## Excerpted text
^^^^

Mr. Daschle, in an appearance Sunday on ABC's "This Week," said: "The lockbox is a pretty simple matter. It's just a commitment by the government that we aren't going to use Medicare for anything other than Medicare, that we're not going to use Social Security for anything other than Social Security. We know those funds have already been committed. We know we're going to need them. So to use them for any other purpose is a deceit, is a shell game that we can't afford. And it's very unfair to Medicare and Social Security beneficiaries today."
Mr. Armey, in response, issued the following statement: "I'm pleased to see Senator Daschle now endorses as majority leader what he blocked as minority leader. If he agrees that we can't afford to raid Social Security or Medicare, then he should do what the House has done and pass the lockbox.
"Republicans wrote the book on protecting Social Security and Medicare surpluses. We won't stop now.
"Senator Daschle should borrow a page from our book and pass the lockbox legislation to guarantee Congress doesn't raid those funds for more government spending."

^^^^

## Data section
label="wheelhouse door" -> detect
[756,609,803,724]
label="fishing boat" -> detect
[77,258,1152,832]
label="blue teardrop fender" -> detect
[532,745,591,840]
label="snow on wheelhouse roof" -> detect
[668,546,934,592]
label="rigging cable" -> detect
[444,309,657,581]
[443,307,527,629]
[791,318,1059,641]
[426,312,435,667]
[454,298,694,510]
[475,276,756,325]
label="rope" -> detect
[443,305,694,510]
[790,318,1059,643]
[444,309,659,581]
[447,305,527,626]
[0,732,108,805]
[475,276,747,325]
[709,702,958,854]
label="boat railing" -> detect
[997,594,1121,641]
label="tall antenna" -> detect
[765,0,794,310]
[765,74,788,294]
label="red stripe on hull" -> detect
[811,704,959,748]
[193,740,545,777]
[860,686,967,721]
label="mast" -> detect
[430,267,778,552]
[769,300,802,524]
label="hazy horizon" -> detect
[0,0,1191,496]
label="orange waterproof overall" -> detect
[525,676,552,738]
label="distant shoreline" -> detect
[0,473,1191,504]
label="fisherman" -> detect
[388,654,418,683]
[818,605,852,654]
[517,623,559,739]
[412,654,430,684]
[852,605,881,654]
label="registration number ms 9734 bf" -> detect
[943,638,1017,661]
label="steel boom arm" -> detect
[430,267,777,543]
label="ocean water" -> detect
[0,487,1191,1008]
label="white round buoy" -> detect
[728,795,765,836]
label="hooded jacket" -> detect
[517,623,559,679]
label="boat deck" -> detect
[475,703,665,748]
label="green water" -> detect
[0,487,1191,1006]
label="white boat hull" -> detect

^^^^

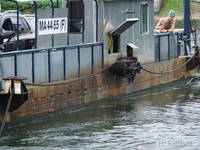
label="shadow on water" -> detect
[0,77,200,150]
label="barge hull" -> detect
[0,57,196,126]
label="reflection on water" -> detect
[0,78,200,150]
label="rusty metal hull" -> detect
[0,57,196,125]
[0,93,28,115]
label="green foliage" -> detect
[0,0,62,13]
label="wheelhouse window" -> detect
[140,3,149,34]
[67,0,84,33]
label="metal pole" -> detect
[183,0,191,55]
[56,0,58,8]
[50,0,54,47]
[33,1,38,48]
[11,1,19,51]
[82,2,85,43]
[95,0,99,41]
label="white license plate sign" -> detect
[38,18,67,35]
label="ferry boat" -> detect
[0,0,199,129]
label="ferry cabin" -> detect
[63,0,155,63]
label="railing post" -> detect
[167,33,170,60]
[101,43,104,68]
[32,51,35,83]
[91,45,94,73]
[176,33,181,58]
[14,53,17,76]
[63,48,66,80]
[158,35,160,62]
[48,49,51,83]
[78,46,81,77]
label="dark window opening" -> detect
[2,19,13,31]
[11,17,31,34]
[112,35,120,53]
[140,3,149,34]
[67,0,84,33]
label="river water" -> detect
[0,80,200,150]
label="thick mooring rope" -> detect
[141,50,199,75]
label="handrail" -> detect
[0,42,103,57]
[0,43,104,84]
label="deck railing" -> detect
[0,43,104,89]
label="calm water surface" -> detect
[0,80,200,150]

^^^^

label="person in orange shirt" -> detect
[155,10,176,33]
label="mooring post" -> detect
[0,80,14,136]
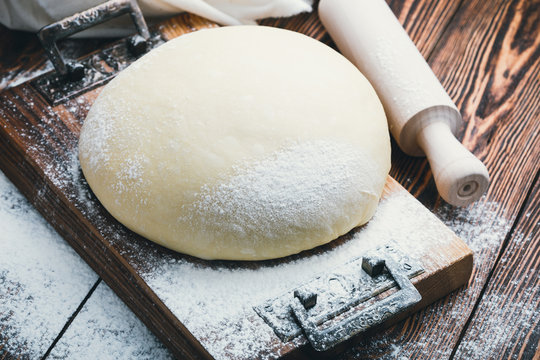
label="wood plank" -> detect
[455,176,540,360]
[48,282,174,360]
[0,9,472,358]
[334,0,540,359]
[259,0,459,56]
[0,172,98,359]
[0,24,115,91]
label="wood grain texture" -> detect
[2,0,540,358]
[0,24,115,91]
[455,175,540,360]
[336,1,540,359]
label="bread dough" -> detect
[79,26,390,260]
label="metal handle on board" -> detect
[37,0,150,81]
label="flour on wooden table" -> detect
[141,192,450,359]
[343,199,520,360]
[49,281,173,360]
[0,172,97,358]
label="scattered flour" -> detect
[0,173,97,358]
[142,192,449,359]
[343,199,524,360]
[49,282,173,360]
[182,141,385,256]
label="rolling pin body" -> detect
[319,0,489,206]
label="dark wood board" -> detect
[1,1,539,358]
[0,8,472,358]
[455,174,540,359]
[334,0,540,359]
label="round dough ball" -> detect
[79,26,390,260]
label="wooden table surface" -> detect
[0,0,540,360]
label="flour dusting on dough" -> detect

^^^^

## What you have to do
Pick up the news excerpt on the Social Security and Medicare lockbox dispute after its last sentence and write what comes next.

## Task response
Lieberman and Gore
So many of former Vice President Al Gore's advisers and moneymen showed up at a recent fund-raiser for Sen. Joseph I. Lieberman that some observers wondered if it was a signal that Mr. Gore has decided not to run again for president in 2004.
"Officially, the event was designed to boost the war chest of Lieberman's Responsibility, Opportunity, Community Political Action Committee, which will pay for the former vice presidential nominee's political travels," Roll Call reporter Paul Kane writes.
"However, the ROCPAC event, hosted last Wednesday at the D.C. home of New Democrat ally Rep. Ellen O. Tauscher, California Democrat, drew a strong enough showing of Gore allies that some donors and lobbyists were left wondering whether this was a signal of Mr. Gore's waning interest in national politics."
However, Mr. Lieberman downplayed such speculation, saying the Gore operatives were friends from their mutual campaign last fall.

Party of lawyers
"New York's own Charles Schumer and Hillary Clinton and several other Democrat senators have joined a lawsuit against the Bush administration filed by the ultra-greenies at the National Resources Defense Council," the New York Post observes.
"The reason? The decision to delay the imposition of new standards on concentrations of arsenic in drinking water.
"This move by the Democrats is instructive on several levels. First, it shows how much they prefer litigation and regulation over legislation," the newspaper said in an editorial.
"Don't like a decision by the president?
"Sue 'im!
"But, hey, should this be a surprise? After all, Democrats are the party of the trial lawyers.
"Far worse is the hypocrisy.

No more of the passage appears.